begin PAGE

During the dotcom boom and bust, Norman’s views found many followers – not only among designers, but also among their clients. With hindsight, the bursting of the internet bubble had more to do with badly thought-out business-models, than with hard-to-use interfaces. The movement that Norman helped to create has become more vocal over time – but this is as much to do with the weakness in business innovation as it is with the strength of new products that involve the customer in the design process. The outcome has been that clients are prepared to listen more to the ideas of customers and their advocates, than to promote their own ideas.
The call for emotional design is a further extension of HCD, but it comes with many more problems. For a start, eulogising the customer’s subjective needs doesn’t necessarily equal good design, which also requires a top-down systematic vision. In addition, designing around people’s emotions can easily lead us to view people as needy, weak and emotionally dependent – and, as a consequence, less able to get what they want from products. Designing emotional fulfilment into products reinforces a view of people as vulnerable and in need of support.
In The Design of Everyday Things, Norman called for designers to solve problems from a user-centred perspective, which he termed ‘behavioural design’. Now he argues that in order for products to work, designers must deal with two more aspects of design – the visceral and the reflective. ‘Each of the three levels of design – visceral, behavioural, and reflective – plays its part in shaping your experience. Each is as important as the others, but each requires a different approach by the designer.’ (6)
‘Great technology does not need to console us – it should offer a lot more’
The visceral is to Norman ‘all about immediate emotional impact. It has to feel good, look good’ (7). And ‘reflective’ is the meaning a consumer invests in the product, or what the product advertises about the consumer. There is nothing new here for many designers. Good design has always been about innovation in function, as well as creating an ephemeral appeal in a product’s unique aesthetic quality. There are many other factors that come into play here – brand, marketing, cost, notions of quality, and the ever-changing cultural perception of a product.
What is new is the aim to mould people and design around emotions. Interviewed in the Guardian recently, Norman said: ‘We now know how to make products that work fine; how do we make products that make you smile?’ (8) There are numerous examples of this: cars with smiley faces, and products with curves rather than sharp edges. Just take a look at the remodelled BMW Mini when it whizzes past – its design is a sentimental reflection of the Mini’s past with comforting curves, and its front resembles a smiling face. The Mini has proved a popular success, along with other products such as the Apple iPod music player – and the ‘reflective’ aspect of these designs undoubtedly contributes to their popularity. But when Norman continues to explain the need for emotion in the future of computing and technology, he offers a more degraded sense of what technology can offer us.

end PAGE

GOAL -
Repeat the passage on emotional design from "In The Design of" up to and including "the designer.’ (6)". The records have no connection to the passage on emotional design.

begin RECORDS

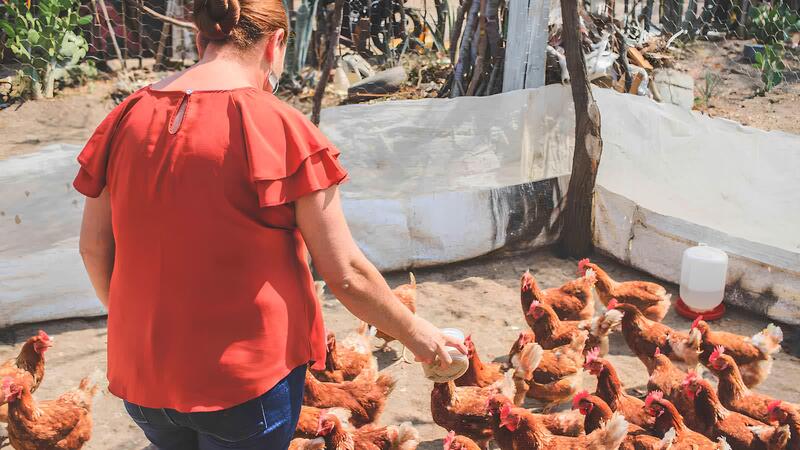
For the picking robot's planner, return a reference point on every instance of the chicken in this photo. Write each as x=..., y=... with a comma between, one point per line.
x=364, y=397
x=788, y=415
x=345, y=362
x=668, y=379
x=740, y=432
x=61, y=424
x=463, y=409
x=644, y=336
x=649, y=298
x=339, y=436
x=669, y=423
x=551, y=332
x=525, y=338
x=308, y=423
x=527, y=433
x=27, y=367
x=572, y=301
x=752, y=355
x=478, y=373
x=610, y=390
x=307, y=444
x=598, y=412
x=566, y=423
x=549, y=376
x=733, y=394
x=454, y=441
x=407, y=294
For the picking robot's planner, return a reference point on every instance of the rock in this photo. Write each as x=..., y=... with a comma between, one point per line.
x=382, y=83
x=675, y=87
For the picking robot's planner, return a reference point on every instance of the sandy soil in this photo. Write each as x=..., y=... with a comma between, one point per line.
x=74, y=113
x=735, y=95
x=480, y=297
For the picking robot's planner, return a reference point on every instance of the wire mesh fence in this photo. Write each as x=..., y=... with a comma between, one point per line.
x=387, y=49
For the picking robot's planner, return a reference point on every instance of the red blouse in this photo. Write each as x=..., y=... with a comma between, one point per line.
x=211, y=300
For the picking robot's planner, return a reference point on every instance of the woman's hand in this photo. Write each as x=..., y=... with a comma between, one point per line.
x=427, y=343
x=356, y=282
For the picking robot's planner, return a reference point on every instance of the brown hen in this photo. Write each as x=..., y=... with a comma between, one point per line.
x=61, y=424
x=650, y=298
x=572, y=301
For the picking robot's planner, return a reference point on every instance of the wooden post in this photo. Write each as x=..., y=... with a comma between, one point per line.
x=113, y=35
x=527, y=43
x=334, y=23
x=576, y=233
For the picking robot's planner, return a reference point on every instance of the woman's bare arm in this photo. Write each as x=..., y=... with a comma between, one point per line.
x=357, y=283
x=97, y=244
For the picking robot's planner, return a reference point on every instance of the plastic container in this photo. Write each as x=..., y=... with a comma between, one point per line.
x=704, y=271
x=435, y=373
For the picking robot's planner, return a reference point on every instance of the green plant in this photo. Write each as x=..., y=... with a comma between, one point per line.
x=773, y=23
x=45, y=38
x=770, y=63
x=708, y=89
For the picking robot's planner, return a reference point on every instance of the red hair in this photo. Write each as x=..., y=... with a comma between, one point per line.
x=240, y=22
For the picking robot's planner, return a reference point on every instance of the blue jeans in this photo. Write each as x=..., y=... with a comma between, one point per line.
x=264, y=423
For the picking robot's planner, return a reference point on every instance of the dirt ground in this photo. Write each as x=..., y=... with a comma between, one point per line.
x=734, y=96
x=74, y=113
x=479, y=297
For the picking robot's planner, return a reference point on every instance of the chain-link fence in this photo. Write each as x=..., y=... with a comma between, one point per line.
x=718, y=53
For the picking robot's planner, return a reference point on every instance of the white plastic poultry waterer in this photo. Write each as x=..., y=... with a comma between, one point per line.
x=704, y=271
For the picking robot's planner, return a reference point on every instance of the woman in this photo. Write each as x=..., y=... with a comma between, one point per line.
x=204, y=192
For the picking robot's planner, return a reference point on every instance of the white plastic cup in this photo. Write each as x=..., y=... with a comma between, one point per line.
x=434, y=371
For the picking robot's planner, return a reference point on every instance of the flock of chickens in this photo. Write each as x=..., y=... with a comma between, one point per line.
x=343, y=402
x=682, y=410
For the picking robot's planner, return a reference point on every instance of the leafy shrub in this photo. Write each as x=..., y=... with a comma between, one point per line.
x=773, y=24
x=770, y=63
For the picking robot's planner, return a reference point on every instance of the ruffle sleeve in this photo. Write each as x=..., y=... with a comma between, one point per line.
x=288, y=156
x=93, y=159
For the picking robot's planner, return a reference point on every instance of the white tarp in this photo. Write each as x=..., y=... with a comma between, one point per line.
x=438, y=181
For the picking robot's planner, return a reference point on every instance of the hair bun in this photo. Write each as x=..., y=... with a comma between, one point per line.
x=216, y=18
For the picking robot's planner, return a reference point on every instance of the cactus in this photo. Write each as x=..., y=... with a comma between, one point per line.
x=46, y=38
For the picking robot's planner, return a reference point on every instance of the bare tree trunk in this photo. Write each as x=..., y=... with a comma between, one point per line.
x=334, y=23
x=576, y=234
x=112, y=35
x=477, y=70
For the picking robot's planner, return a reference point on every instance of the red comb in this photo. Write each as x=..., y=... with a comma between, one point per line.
x=504, y=412
x=718, y=351
x=691, y=376
x=527, y=281
x=655, y=396
x=448, y=441
x=592, y=355
x=576, y=401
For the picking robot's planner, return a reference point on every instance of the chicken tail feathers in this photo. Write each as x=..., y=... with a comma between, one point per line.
x=769, y=339
x=407, y=437
x=668, y=439
x=385, y=383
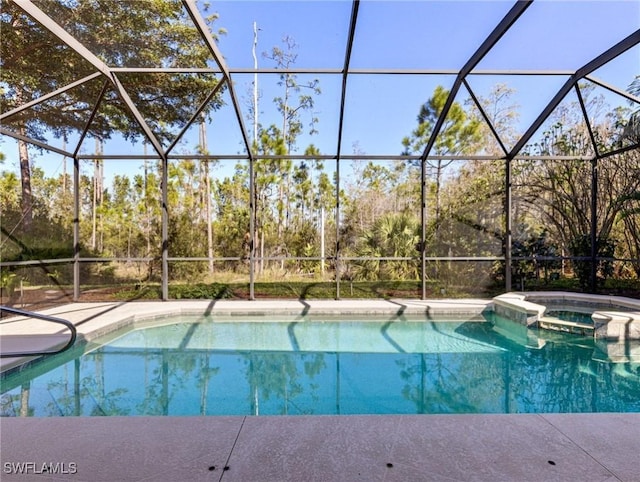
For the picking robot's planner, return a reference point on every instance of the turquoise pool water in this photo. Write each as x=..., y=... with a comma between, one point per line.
x=199, y=366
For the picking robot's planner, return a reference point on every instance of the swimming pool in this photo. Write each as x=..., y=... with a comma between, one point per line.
x=195, y=365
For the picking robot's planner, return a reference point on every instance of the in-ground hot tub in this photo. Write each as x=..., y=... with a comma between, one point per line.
x=612, y=318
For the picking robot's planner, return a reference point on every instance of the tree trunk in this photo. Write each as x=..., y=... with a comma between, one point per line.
x=25, y=176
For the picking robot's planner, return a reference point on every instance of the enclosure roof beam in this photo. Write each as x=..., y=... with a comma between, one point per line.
x=485, y=117
x=33, y=141
x=347, y=60
x=85, y=53
x=48, y=96
x=621, y=47
x=507, y=22
x=202, y=27
x=31, y=9
x=613, y=88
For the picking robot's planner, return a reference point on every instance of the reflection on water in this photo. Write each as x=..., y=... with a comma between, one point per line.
x=189, y=369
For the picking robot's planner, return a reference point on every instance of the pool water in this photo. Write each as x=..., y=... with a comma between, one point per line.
x=199, y=366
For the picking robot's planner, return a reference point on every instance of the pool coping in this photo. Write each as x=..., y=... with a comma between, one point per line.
x=93, y=320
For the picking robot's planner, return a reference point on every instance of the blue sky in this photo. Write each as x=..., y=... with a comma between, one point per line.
x=380, y=110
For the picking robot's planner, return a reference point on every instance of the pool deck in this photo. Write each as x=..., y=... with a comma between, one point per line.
x=518, y=447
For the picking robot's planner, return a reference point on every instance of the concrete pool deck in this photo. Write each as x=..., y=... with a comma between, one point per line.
x=520, y=447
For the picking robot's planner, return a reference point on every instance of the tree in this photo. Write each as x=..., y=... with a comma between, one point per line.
x=460, y=134
x=393, y=235
x=153, y=33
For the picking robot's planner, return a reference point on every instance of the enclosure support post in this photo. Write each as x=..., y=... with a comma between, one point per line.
x=423, y=227
x=337, y=266
x=165, y=228
x=252, y=227
x=594, y=222
x=76, y=228
x=508, y=208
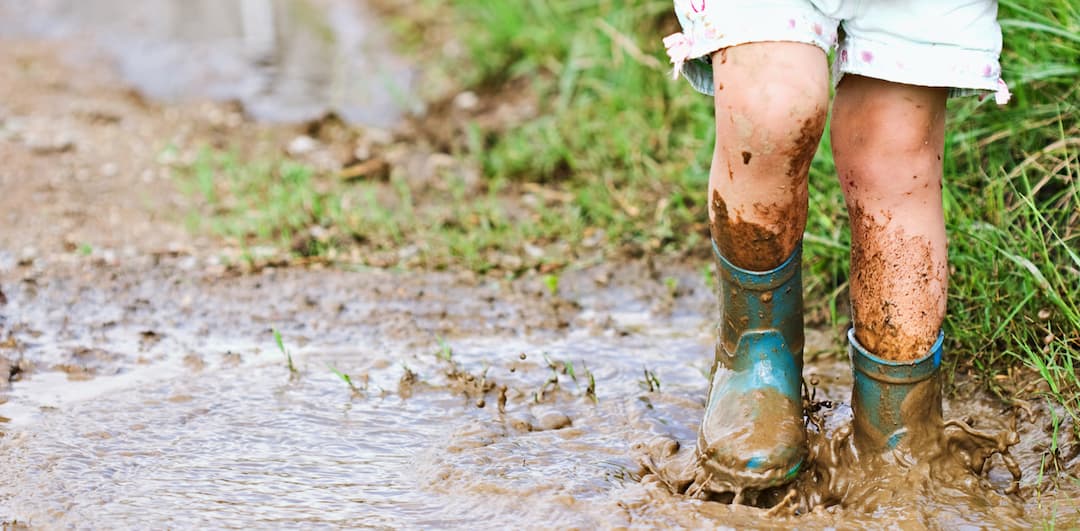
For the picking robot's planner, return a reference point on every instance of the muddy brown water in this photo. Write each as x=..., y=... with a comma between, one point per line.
x=152, y=395
x=283, y=60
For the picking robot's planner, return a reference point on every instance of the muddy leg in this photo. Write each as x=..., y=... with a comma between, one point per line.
x=888, y=140
x=770, y=109
x=771, y=103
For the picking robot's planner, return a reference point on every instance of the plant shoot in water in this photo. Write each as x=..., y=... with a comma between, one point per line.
x=591, y=390
x=284, y=352
x=651, y=382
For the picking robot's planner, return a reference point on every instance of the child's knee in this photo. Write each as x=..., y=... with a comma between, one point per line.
x=779, y=123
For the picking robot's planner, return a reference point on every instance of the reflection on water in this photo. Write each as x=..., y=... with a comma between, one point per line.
x=283, y=59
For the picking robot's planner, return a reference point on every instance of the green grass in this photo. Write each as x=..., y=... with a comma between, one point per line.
x=617, y=159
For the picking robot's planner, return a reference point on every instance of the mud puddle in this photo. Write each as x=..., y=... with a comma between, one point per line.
x=284, y=60
x=477, y=403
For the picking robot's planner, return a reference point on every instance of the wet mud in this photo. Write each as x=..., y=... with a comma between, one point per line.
x=469, y=399
x=283, y=60
x=896, y=290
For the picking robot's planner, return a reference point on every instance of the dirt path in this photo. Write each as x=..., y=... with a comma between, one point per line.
x=146, y=389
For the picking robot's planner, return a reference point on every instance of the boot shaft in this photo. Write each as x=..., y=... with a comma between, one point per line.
x=760, y=307
x=894, y=400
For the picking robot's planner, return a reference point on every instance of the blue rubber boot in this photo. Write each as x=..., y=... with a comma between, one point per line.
x=753, y=434
x=894, y=403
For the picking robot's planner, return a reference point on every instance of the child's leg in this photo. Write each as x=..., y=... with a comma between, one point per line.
x=887, y=141
x=771, y=100
x=771, y=103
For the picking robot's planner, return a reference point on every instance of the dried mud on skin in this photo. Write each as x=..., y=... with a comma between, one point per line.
x=747, y=245
x=883, y=262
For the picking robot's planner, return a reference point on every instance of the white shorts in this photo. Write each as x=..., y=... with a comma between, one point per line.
x=949, y=43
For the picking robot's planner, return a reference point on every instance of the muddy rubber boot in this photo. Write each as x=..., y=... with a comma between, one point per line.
x=894, y=403
x=753, y=434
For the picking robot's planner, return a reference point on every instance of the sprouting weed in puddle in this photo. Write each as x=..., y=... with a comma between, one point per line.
x=551, y=281
x=591, y=390
x=445, y=352
x=284, y=352
x=672, y=284
x=356, y=391
x=650, y=382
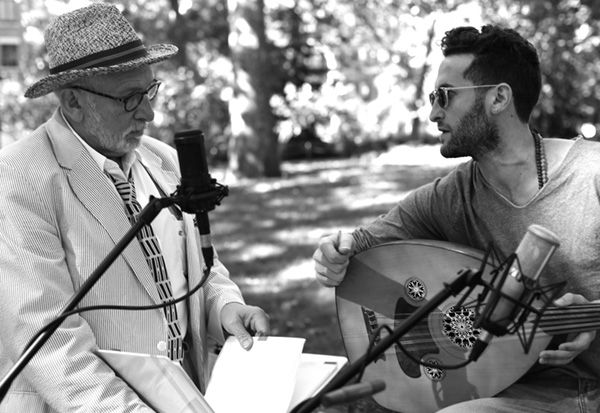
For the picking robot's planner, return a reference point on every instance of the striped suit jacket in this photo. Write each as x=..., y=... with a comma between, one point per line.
x=59, y=217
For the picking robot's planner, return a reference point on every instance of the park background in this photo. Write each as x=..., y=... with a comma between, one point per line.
x=314, y=114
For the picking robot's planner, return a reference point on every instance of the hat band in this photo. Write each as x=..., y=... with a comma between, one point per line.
x=115, y=56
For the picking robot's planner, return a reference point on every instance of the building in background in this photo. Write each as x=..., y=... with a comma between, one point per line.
x=11, y=37
x=11, y=46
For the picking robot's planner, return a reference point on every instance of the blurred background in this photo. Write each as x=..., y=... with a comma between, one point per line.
x=314, y=113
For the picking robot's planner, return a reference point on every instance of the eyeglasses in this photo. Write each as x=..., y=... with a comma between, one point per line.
x=441, y=94
x=131, y=102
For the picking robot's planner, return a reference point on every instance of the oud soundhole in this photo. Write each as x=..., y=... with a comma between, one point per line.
x=457, y=325
x=415, y=289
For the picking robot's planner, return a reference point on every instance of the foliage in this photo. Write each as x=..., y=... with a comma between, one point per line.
x=357, y=70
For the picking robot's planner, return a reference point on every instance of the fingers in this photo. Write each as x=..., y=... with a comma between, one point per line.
x=332, y=257
x=241, y=320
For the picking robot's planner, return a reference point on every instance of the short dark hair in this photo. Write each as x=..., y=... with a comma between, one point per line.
x=501, y=55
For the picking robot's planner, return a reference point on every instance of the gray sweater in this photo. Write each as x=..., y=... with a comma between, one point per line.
x=462, y=207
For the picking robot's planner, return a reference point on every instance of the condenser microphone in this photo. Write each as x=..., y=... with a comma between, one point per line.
x=532, y=255
x=196, y=185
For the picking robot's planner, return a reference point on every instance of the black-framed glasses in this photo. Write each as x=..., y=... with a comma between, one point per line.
x=130, y=102
x=441, y=94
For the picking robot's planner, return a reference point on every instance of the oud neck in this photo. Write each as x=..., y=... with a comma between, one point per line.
x=571, y=319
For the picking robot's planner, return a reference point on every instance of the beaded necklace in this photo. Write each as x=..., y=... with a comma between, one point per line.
x=540, y=159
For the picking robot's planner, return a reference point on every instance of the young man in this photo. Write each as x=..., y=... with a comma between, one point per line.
x=487, y=86
x=67, y=195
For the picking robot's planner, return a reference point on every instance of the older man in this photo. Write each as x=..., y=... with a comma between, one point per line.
x=68, y=193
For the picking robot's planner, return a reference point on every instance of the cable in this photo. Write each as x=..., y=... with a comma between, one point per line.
x=410, y=356
x=59, y=319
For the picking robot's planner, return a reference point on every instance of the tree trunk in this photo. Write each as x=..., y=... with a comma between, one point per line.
x=416, y=123
x=253, y=148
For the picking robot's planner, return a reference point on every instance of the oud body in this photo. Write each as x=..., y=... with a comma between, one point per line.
x=384, y=285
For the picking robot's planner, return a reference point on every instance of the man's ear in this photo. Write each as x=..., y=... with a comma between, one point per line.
x=501, y=99
x=70, y=102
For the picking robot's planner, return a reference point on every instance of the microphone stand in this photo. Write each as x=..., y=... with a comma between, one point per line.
x=188, y=200
x=465, y=278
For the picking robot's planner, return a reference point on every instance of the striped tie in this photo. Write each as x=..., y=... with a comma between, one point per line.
x=156, y=262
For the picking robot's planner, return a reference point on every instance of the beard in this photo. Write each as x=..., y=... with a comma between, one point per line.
x=474, y=135
x=108, y=142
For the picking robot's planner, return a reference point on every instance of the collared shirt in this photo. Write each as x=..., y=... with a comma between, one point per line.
x=167, y=227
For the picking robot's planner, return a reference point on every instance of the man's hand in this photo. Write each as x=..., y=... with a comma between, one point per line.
x=331, y=258
x=567, y=351
x=244, y=320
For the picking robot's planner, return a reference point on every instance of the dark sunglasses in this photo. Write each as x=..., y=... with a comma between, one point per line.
x=131, y=102
x=441, y=94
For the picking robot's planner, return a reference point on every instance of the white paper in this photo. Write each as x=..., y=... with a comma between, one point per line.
x=259, y=380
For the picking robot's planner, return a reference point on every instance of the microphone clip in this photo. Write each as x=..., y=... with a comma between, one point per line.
x=193, y=201
x=529, y=306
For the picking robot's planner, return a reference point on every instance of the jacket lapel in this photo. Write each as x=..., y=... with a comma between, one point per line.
x=91, y=186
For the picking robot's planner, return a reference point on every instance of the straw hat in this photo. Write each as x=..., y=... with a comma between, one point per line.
x=93, y=40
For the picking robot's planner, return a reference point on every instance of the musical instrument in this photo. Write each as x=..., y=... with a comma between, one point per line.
x=385, y=284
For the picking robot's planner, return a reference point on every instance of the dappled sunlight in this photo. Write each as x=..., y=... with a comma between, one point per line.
x=260, y=251
x=379, y=200
x=300, y=271
x=417, y=156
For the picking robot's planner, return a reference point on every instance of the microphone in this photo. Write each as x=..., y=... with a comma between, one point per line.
x=197, y=186
x=352, y=392
x=532, y=255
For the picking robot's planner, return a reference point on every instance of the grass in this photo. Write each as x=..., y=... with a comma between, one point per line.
x=267, y=230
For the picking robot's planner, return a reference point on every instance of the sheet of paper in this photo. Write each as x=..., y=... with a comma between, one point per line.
x=314, y=372
x=259, y=380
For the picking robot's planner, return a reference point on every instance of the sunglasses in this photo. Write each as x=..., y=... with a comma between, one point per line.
x=131, y=102
x=441, y=94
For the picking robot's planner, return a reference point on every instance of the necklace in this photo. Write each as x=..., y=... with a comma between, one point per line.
x=540, y=160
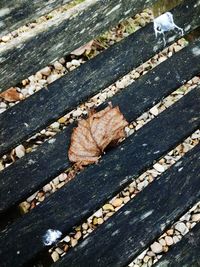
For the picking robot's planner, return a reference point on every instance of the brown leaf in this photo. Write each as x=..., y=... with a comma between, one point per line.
x=11, y=95
x=93, y=135
x=81, y=50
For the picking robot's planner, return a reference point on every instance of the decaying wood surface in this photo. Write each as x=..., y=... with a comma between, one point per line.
x=62, y=34
x=16, y=13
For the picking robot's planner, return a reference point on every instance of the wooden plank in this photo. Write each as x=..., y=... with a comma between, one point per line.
x=77, y=86
x=90, y=18
x=133, y=101
x=78, y=199
x=16, y=13
x=185, y=253
x=125, y=235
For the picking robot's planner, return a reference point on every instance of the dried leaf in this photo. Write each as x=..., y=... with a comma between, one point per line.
x=11, y=95
x=93, y=135
x=81, y=50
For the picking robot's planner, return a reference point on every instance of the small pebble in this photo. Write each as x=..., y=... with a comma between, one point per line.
x=46, y=71
x=62, y=177
x=55, y=125
x=78, y=235
x=100, y=220
x=75, y=62
x=66, y=239
x=169, y=240
x=158, y=167
x=162, y=242
x=196, y=217
x=58, y=66
x=85, y=226
x=73, y=242
x=108, y=207
x=98, y=213
x=181, y=227
x=30, y=199
x=154, y=111
x=117, y=202
x=20, y=151
x=55, y=256
x=5, y=38
x=156, y=247
x=47, y=188
x=53, y=77
x=56, y=181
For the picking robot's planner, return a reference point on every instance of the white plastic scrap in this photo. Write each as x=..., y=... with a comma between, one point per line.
x=51, y=237
x=165, y=23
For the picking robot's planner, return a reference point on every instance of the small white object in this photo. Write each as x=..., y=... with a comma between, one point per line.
x=165, y=23
x=51, y=236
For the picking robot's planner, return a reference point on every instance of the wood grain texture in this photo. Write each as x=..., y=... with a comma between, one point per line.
x=79, y=198
x=185, y=253
x=125, y=235
x=24, y=56
x=74, y=88
x=16, y=13
x=137, y=98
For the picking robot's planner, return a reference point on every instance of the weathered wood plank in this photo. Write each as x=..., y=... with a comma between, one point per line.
x=144, y=218
x=24, y=56
x=94, y=186
x=16, y=13
x=133, y=101
x=66, y=93
x=185, y=253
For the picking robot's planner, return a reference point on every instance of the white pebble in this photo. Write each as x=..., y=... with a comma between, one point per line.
x=98, y=213
x=3, y=105
x=55, y=256
x=67, y=239
x=46, y=71
x=20, y=151
x=62, y=177
x=47, y=188
x=55, y=125
x=51, y=236
x=58, y=66
x=52, y=78
x=75, y=62
x=156, y=247
x=158, y=167
x=169, y=240
x=5, y=38
x=30, y=199
x=181, y=227
x=154, y=111
x=196, y=217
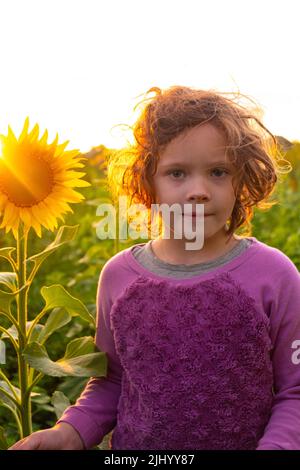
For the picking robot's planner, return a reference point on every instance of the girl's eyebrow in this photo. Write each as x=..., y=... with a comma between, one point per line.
x=185, y=164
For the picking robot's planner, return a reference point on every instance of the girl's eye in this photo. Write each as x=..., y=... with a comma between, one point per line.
x=218, y=170
x=175, y=173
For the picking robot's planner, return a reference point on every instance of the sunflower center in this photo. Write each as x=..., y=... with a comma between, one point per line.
x=26, y=183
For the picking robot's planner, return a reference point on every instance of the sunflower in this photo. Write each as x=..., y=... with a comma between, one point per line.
x=37, y=180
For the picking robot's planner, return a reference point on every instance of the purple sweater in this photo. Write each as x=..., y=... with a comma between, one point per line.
x=196, y=363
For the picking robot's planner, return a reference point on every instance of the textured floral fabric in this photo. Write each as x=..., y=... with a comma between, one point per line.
x=197, y=363
x=197, y=367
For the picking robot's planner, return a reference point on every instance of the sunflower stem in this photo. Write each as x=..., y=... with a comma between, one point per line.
x=22, y=303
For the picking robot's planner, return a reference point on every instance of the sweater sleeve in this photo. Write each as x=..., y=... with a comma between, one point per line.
x=283, y=429
x=95, y=411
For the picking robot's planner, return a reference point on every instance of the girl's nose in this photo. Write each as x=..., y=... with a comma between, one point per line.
x=199, y=190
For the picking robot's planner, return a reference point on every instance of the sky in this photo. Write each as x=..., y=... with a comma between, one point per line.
x=78, y=67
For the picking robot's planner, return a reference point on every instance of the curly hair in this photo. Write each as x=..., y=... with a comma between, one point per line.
x=250, y=145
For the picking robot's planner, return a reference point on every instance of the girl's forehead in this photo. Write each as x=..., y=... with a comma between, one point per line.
x=205, y=136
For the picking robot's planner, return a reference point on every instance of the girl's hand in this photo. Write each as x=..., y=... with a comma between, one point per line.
x=61, y=437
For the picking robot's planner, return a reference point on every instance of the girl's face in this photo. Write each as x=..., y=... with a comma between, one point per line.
x=193, y=169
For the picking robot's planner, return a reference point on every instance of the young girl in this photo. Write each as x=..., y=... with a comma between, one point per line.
x=200, y=343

end RECORDS

SOLUTION TO THIS EXERCISE -
In The Design of Everyday Things, Norman called for designers to solve problems from a user-centred perspective, which he termed ‘behavioural design’. Now he argues that in order for products to work, designers must deal with two more aspects of design – the visceral and the reflective. ‘Each of the three levels of design – visceral, behavioural, and reflective – plays its part in shaping your experience. Each is as important as the others, but each requires a different approach by the designer.’ (6)